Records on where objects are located
»»

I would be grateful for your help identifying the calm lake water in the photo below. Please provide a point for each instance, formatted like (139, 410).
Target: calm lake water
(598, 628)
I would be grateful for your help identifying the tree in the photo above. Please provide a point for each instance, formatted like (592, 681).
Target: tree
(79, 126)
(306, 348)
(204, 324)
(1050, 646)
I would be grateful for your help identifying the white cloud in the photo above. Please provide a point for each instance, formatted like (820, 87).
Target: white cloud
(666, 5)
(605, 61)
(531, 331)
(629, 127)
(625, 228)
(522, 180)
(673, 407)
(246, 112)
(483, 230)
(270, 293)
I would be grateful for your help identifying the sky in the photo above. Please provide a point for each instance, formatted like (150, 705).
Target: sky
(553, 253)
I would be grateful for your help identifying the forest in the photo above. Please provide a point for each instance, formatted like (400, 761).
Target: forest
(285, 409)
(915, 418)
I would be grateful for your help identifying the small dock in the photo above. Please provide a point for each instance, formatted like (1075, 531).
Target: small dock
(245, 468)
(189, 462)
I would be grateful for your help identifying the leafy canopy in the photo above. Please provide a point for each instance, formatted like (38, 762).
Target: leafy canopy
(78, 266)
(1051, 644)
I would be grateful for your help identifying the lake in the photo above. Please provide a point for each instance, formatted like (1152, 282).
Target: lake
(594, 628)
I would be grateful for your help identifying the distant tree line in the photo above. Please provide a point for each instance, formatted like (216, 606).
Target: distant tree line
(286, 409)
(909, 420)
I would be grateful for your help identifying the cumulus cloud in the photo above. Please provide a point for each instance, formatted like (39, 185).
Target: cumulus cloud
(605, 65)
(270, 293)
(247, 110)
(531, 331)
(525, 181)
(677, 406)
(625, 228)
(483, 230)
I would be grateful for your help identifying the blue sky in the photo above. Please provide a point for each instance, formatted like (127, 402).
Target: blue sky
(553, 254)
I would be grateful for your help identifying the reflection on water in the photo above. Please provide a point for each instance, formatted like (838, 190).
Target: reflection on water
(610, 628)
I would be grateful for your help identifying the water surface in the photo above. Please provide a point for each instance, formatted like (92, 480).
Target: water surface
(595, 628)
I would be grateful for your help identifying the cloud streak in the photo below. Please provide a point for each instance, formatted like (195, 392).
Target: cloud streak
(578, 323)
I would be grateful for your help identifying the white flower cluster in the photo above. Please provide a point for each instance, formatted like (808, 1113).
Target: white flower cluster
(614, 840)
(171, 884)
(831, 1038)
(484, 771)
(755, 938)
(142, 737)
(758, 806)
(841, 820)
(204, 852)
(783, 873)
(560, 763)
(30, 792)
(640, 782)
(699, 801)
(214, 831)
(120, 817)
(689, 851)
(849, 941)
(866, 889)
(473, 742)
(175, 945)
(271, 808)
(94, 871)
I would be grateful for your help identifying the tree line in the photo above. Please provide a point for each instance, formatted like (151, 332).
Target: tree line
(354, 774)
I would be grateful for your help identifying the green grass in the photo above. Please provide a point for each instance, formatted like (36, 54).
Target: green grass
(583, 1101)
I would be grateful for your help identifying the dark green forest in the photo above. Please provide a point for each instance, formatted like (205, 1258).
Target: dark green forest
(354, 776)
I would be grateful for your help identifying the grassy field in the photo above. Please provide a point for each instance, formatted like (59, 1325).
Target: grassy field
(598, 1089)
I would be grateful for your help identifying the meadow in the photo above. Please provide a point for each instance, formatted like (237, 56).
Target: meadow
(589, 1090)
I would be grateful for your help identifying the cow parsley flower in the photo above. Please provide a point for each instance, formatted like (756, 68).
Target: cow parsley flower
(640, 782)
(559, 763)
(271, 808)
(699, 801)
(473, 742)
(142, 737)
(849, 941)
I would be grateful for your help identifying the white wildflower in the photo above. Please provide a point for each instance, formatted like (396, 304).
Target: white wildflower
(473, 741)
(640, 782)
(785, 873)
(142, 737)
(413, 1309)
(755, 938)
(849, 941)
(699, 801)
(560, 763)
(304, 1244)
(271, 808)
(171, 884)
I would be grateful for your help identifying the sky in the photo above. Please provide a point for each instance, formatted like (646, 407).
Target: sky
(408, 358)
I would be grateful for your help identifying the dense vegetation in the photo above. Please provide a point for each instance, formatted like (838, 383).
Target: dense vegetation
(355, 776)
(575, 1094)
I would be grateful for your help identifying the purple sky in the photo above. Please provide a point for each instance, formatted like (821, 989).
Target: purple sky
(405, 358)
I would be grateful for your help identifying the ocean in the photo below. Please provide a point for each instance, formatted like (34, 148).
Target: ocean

««

Rewrite the records above, swapping "Please provide a point for each instance" for "Give one point per instance" wherever it occurs and leaving everything else as is.

• COMPLETED EXERCISE
I would be grateful for your help identifying the calm lake water in the photo below. Give one point per instance, formatted like (139, 410).
Target: calm lake water
(598, 628)
I would be grateful for your help identifying the tree in the photo above. Give one point per instance, formatted like (592, 681).
Target: tree
(79, 126)
(306, 348)
(204, 324)
(1050, 646)
I would be grateful for your help identifying the white cloud in the photo above. Give one point per instance, formatted like (820, 87).
Target: white cloud
(666, 5)
(605, 61)
(531, 331)
(629, 127)
(625, 228)
(522, 180)
(673, 407)
(246, 112)
(483, 230)
(270, 293)
I would be grateful for your help identifying the sky in the photo above. Give one point per instance, formatted like (150, 705).
Target: sky
(553, 253)
I would be grateful for your help identifying the forest in the photo above. Give one point per instance, formatted like (400, 761).
Target: forest
(285, 409)
(915, 418)
I would be grateful for your help identifying the small dock in the photo above. Give one point per instance, formatted like (1075, 531).
Target: small dock
(245, 468)
(189, 462)
I would be grateful for your help identifying the leafy canopy in the photo above. Give one point per instance, formatted like (38, 762).
Target: leafy canopy
(78, 266)
(1051, 644)
I would be grateful for your help identifying the lake in the photo above. Give one point per instance, formatted like (1152, 282).
Target: lake
(594, 628)
I would be grateful for your help identifying the distant tree line in the photo above. Give one point per instance, formatted like (216, 606).
Target: distant tree line
(286, 409)
(909, 420)
I would be grateful for your help identifying the cumulus cloud in the photo above. Give one point per instance, formatted like (39, 185).
Target: cumulus cloud
(605, 65)
(270, 293)
(247, 110)
(531, 331)
(525, 181)
(677, 406)
(625, 228)
(483, 230)
I would be grateful for your help identifying the blue sky in the photo above. Give one point per instance, formatted like (127, 402).
Target: blue sky
(553, 254)
I would be grateful for your help identifying the reflection on water in the photo above. Give one point per instance, formatted like (838, 190).
Target: reflection on water
(610, 628)
I would be grateful for your help identifying the water surface in the photo above. Give one point per instance, formatted like (92, 480).
Target: water surface
(595, 628)
I would be grateful for your help identifying the cloud streak in the photo below. Give one point per instance, formatted like (195, 392).
Target: cloud streak
(578, 323)
I would be grateful for your help identifying the white flower cluster in the photo above. Give one point per instance, formatted like (808, 1113).
Target: white flower cluster
(614, 840)
(171, 884)
(831, 1038)
(484, 771)
(755, 938)
(142, 737)
(758, 806)
(841, 820)
(204, 852)
(783, 873)
(560, 763)
(30, 792)
(640, 782)
(699, 801)
(214, 831)
(120, 817)
(689, 851)
(849, 941)
(866, 889)
(473, 742)
(175, 945)
(271, 808)
(94, 871)
I would be grateful for your help identifying the tree line in the photo above. Give one point per instance, formatted like (151, 332).
Target: tree line
(354, 774)
I would be grateful for your help identifying the green grass in the photo above. Give one point per instance, formatted like (36, 54).
Target: green grass
(583, 1101)
I would be grateful for your help identifying the dark green forest in the photo above. Give one point per instance, formatted like (205, 1258).
Target: dark green forest
(354, 776)
I would be grateful for your help identifying the grassy field in the photo above. Give one point per instance, formatted like (59, 1325).
Target: grassy field
(598, 1089)
I would be grateful for your help identifying the meadow in the photo above. Give one point per instance, formatted like (237, 56).
Target: meadow
(589, 1090)
I would be grateful for your help identifying the cow parsley flower in the photo above. Give one point per instance, formatted like (756, 68).
Target: cow parsley flower
(640, 782)
(559, 763)
(271, 808)
(699, 801)
(473, 742)
(142, 737)
(849, 941)
I would be grateful for your help identifying the white wildflower in the photo above. Give one point per instance, formatted like (396, 304).
Target: white wildflower
(473, 741)
(640, 782)
(785, 873)
(142, 737)
(413, 1309)
(755, 938)
(849, 941)
(699, 801)
(560, 763)
(304, 1244)
(271, 808)
(171, 884)
I would be grateful for your help identifying the sky in the photo above. Give one point per instance, formatted like (646, 407).
Target: sky
(408, 358)
I would be grateful for your help identifying the dense vegetation in the photo above. Give one point per instance, formatted like (838, 383).
Target: dense vegetation
(355, 776)
(575, 1094)
I would be grateful for your help identifying the purple sky in the photo above. Give one point per instance, formatted like (821, 989).
Target: purple sky
(405, 358)
I would be grateful for your help identifying the ocean in the photo below. Give one point per instance, formatted like (34, 148).
Target: ocean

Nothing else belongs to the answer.